*Tarefas a cumprir*:
1. No texto sobre o acordo de emprego para mulheres vítimas de violência, qual decreto regulamentou a pensão especial para filhos de vítimas de feminicídio?
2. Prossiga com o texto sobre o acordo de emprego para mulheres vítimas de violência a partir do ponto em que ele termina.

*Texto da página*:

A violência contra a mulher também veste crachá. Um recente acordo entre o Ministério do Trabalho e Emprego e o Ministério das Mulheres prioriza vagas de emprego e qualificação para mulheres vítimas de violência, reacendendo o debate sobre políticas públicas e a transformação de vidas em risco. Essa iniciativa surge em um momento crítico, com o Brasil registrando um aumento nos casos de feminicídio e revelando a dependência financeira como um dos principais obstáculos para que mulheres rompam ciclos de agressão.
Desafios na Implementação do Acordo
Embora o acordo represente um avanço, Renata Seldin, doutora em Gestão da Inovação, aponta desafios na implementação, desde a falta de articulação entre serviços de atendimento até a dificuldade de inserção no mercado formal. Ela acompanha de perto o impacto da desigualdade estrutural na trajetória profissional das mulheres.
Com uma semana de atraso do Dia Internacional pela Eliminação da Violência contra as Mulheres (25/11), observamos uma sucessão de casos graves de feminicídio e novas pesquisas sobre o aumento da violência doméstica. No entanto, também nos deparamos com notícias que apontam para uma mudança nesse cenário: o governo criou uma pensão especial para filhos de vítimas de feminicídio, paga pelo INSS, garantindo um salário mínimo mensal até os 18 anos, mediante requisitos de renda e comprovação do crime. O benefício, previsto para iniciar em dezembro de 2025, foi regulamentado pelo Decreto nº 12.636/2025.

*Dados fornecidos*:

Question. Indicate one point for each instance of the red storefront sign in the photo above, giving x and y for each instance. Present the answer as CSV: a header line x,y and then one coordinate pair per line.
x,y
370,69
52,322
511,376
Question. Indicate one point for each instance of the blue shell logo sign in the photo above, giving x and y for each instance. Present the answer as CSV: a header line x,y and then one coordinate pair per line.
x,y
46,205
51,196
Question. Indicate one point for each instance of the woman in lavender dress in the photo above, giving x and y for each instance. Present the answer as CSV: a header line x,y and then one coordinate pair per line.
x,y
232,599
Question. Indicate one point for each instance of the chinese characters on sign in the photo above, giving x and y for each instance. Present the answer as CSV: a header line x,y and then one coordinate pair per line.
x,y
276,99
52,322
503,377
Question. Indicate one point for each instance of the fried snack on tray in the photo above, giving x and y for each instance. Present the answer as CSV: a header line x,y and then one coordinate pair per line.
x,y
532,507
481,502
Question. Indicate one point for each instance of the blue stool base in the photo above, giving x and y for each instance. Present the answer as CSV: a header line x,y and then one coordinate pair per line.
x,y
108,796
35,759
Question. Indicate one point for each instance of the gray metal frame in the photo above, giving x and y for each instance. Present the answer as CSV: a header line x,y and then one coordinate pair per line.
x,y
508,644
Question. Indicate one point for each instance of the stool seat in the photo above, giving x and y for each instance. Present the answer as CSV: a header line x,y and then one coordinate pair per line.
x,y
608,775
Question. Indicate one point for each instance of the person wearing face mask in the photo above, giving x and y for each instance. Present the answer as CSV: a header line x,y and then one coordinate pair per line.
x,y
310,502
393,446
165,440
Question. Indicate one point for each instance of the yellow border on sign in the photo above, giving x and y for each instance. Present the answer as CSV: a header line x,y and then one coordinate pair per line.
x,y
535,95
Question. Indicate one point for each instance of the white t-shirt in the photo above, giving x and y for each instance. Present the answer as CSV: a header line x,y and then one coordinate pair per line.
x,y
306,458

*Resultados por tarefa*:
1. O Decreto nº 12.636/2025.

2.
Além disso, o Congresso também tem promovido alterações na Lei Maria da Penha, como a Lei nº 15.125/2025, que permite a monitoração eletrônica do agressor durante medidas protetivas. Adicionalmente, 6 de dezembro marcou o Dia Nacional de Mobilização dos Homens pelo Fim da Violência Contra as Mulheres (Lei 11.489/2007), reforçando a corresponsabilidade masculina.
A Violência no Ambiente de Trabalho
Apesar de todos esses avanços, ainda se discute pouco sobre a violência contra a mulher no ambiente de trabalho. Basta considerar o que se espera de um colaborador “normal”: ser pontual, entregar mais do que o esperado, vestir a camisa. Mas e de uma colaboradora? Acrescente: vestir-se de forma “adequada”, “ser forte”, encarar tudo “como um homem”, não se ausentar em crises menstruais e fazer vista grossa para comentários e comportamentos inadequados.
Em muitos ambientes, espera-se que mulheres deixem parte de quem são na porta e entrem descomplicadas, neutras e produtivas. É desse padrão de exigência e silêncio que nasce boa parte da violência que enfrentam no trabalho.
Microagressões e Seus Impactos
Essa violência não é apenas o assédio. Às vezes, é a reunião em que se tenta falar e não consegue, o chefe que sabe como desestabilizar, o olhar que diminui, a promoção que não vem, o salário menor que o do colega homem.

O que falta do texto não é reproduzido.